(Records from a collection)
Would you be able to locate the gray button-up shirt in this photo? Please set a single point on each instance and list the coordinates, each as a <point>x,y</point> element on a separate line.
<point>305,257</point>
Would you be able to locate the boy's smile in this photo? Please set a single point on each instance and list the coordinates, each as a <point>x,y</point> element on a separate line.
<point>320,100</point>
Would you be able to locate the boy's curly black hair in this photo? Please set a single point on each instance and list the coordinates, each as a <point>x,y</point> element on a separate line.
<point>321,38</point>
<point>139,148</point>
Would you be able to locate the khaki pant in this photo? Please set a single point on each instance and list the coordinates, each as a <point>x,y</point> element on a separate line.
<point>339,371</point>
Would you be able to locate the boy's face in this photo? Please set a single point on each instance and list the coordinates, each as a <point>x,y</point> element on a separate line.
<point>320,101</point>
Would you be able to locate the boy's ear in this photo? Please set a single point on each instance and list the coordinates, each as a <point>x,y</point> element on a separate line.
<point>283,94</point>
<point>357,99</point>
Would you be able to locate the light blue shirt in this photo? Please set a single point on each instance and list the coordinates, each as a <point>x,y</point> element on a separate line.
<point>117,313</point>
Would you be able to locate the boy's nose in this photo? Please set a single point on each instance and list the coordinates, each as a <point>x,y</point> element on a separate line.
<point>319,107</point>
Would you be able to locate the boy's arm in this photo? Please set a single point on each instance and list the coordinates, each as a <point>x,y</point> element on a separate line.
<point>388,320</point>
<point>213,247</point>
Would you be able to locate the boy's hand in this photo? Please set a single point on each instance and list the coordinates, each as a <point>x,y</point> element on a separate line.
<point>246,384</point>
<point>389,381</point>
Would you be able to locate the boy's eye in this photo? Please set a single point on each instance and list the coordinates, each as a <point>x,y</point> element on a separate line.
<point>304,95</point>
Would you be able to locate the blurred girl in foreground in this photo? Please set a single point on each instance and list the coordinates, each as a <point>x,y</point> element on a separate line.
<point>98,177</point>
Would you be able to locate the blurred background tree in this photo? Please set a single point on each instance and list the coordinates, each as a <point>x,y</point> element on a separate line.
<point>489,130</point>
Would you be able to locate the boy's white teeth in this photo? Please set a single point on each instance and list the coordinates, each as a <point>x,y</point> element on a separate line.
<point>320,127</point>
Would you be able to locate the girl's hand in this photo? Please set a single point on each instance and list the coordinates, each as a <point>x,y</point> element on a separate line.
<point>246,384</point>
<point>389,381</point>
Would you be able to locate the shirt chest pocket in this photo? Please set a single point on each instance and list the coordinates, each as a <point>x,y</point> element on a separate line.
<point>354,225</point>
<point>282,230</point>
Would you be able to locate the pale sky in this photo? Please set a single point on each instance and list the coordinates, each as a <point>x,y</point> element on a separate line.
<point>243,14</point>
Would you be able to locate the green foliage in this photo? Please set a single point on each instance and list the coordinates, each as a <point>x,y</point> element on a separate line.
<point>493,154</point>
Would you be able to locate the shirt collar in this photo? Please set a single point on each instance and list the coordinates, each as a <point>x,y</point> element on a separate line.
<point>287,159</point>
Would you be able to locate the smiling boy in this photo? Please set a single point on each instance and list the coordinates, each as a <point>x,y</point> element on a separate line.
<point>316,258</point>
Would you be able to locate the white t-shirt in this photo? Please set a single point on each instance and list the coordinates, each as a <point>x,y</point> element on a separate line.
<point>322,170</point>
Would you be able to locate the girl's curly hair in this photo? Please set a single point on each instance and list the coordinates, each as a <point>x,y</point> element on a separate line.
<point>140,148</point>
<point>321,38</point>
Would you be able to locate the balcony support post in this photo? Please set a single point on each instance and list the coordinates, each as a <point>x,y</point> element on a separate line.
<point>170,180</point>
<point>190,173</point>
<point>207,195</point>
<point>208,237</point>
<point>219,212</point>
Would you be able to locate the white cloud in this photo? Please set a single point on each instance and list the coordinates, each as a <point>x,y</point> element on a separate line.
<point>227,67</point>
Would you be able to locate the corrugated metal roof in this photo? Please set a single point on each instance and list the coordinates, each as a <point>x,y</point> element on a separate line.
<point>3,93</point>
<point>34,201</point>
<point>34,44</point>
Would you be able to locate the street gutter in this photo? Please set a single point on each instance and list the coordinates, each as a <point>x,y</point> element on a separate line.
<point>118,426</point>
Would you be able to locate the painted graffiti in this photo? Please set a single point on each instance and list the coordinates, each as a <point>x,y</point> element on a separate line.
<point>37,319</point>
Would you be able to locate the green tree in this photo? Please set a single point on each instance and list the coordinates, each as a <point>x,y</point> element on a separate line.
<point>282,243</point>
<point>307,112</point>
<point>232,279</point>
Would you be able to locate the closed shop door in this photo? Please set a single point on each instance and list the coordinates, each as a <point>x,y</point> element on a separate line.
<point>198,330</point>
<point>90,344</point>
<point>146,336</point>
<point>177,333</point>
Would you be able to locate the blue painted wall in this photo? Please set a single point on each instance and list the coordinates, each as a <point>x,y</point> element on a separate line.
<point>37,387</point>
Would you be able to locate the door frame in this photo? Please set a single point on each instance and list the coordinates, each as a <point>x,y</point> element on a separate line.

▸ REQUIREMENTS
Print the lines of these records again exactly as they appear, covering all of the records.

▸ EXPECTED OUTPUT
Would you be able to locate the gray button-up shirt in this photo? Please set a single point on each instance and list the coordinates, each as a <point>x,y</point> element on a separate line.
<point>305,257</point>
Would you be able to locate the boy's smile in this photo? Please set a single point on each instance and list the coordinates, each as a <point>x,y</point> element on a separate line.
<point>320,100</point>
Would you be able to locate the boy's curly black hair in this photo? Please set a single point on each instance and list the coordinates, each as a <point>x,y</point> element on a separate line.
<point>321,38</point>
<point>139,148</point>
Would you be able to locate the khaki pant in this photo? Please set a single point on each instance and list the coordinates, each as a <point>x,y</point> element on a separate line.
<point>339,371</point>
Would you be able to locate the boy's face in this photo? Please set a single point on each instance and list the coordinates, each as a <point>x,y</point> element on a separate line.
<point>320,101</point>
Would you be able to locate the boy's ear in this photo? Please set a single point on each instance and list the coordinates, each as a <point>x,y</point> element on a separate line.
<point>283,94</point>
<point>357,99</point>
Would you be able to locate the light blue shirt in this photo? Please set a single point on each instance and list the coordinates, each as a <point>x,y</point> element on a separate line.
<point>117,313</point>
Would you be able to locate the boy's nose in this photo? Please set a single point on each instance and list the coordinates, each as a <point>x,y</point> element on a separate line.
<point>319,107</point>
Would you be able to locate the boy's arm in this photo? Please set a single point on each instance and list the coordinates, each as a <point>x,y</point> element on a separate line.
<point>388,320</point>
<point>213,247</point>
Would you be able to locate the boy's hand in this photo? Please set a single point on each instance and list the coordinates, each as a <point>x,y</point> element on a separate line.
<point>246,384</point>
<point>389,381</point>
Would you be able to locate the boy's eye in this photo? Please set a single point on each instance and list the coordinates, each as a <point>x,y</point> element on a separate line.
<point>304,95</point>
Would you be able to locate the blurred girl in foreground in this photo? Please set a single point on each instance and list the coordinates, each as a <point>x,y</point> element on a separate line.
<point>98,177</point>
Would you be able to locate the blurred background tree in this photo? Please set a single point on each instance and list the coordinates, each as a <point>x,y</point> element on a separate line.
<point>489,130</point>
Would you be able to locate the boy's white teeth in this photo? Please set a single point on each instance and list the coordinates, each as a <point>x,y</point> element on a separate line.
<point>320,127</point>
Would you be able to locate the girl's hand in this photo? Please set a single point on each instance and list the coordinates, each as a <point>x,y</point> element on a separate line.
<point>246,384</point>
<point>389,381</point>
Would you be able to locate the shirt chest pocket in this photo? Please set a single point on each instance and list the coordinates, each as a <point>x,y</point> element on a separate line.
<point>354,225</point>
<point>282,230</point>
Would you be able to locate the pale sky in this photo? Please set a single point on each instance and list the coordinates, each as a <point>x,y</point> element on a separate line.
<point>243,14</point>
Would you be able to locate the green foliage in this photo? Please set a single point on each instance and list the coordinates, each as a <point>x,y</point> element on a separate line.
<point>493,154</point>
Would you be able to locate the shirt collar in this photo? Please set a single point on each instance and list the coordinates, each as a <point>x,y</point> element on a separate line.
<point>287,159</point>
Would you be able to locate the smiling boy in this photo? Please set a single point on each instance and list the coordinates, each as a <point>x,y</point> element on a separate line.
<point>316,258</point>
Would you be able to locate the white t-shirt in this photo? Please set a single point on each instance and list the coordinates, each as a <point>x,y</point> element on a separate line.
<point>322,170</point>
Would you be able to locate the girl's curly hair in this photo? Please set a single point on each instance and list the coordinates, each as a <point>x,y</point> element on a separate line.
<point>140,148</point>
<point>321,38</point>
Would you be able to locate the balcony support post in this photo? Please set a single point on each instance and list the coordinates, each as a <point>x,y</point> element on a separate line.
<point>170,180</point>
<point>190,173</point>
<point>207,195</point>
<point>208,237</point>
<point>219,212</point>
Would you be able to locate the white cloud in this photo? Please set a single point on each instance and list the coordinates, each as a <point>x,y</point> element on a separate line.
<point>227,67</point>
Would you be able to locate the corrugated metal roof in this photo? Please set a single point on each instance and list the coordinates, each as a <point>x,y</point> element on a separate line.
<point>3,93</point>
<point>34,201</point>
<point>34,44</point>
Would you be able to locate the street gutter in this photo? Please set a single point on each instance and list the coordinates, each as a <point>x,y</point> element on a separate line.
<point>118,426</point>
Would you be able to locate the painted graffiti in this photo? Please set a single point on each instance and list the coordinates, each as a <point>x,y</point> element on a separate line.
<point>37,319</point>
Would you be able to locate the green tree in this photo? Please set a single point on each instance and list the coordinates, each as a <point>x,y</point> element on a separate line.
<point>282,243</point>
<point>307,112</point>
<point>232,279</point>
Would you be able to locate the closed shop door in this photo? Please set a single point on each instance and list the coordinates, each as a <point>x,y</point> element on a separate line.
<point>198,330</point>
<point>90,344</point>
<point>146,336</point>
<point>177,333</point>
Would you be able to locate the blue painted wall in this photo? Please set a single point on each instance and list the coordinates, each as a <point>x,y</point> element on a separate line.
<point>37,387</point>
Would you be able to locate the door frame in this photo? Please set a single point on each instance and list the coordinates, each as a <point>x,y</point> element on a separate line.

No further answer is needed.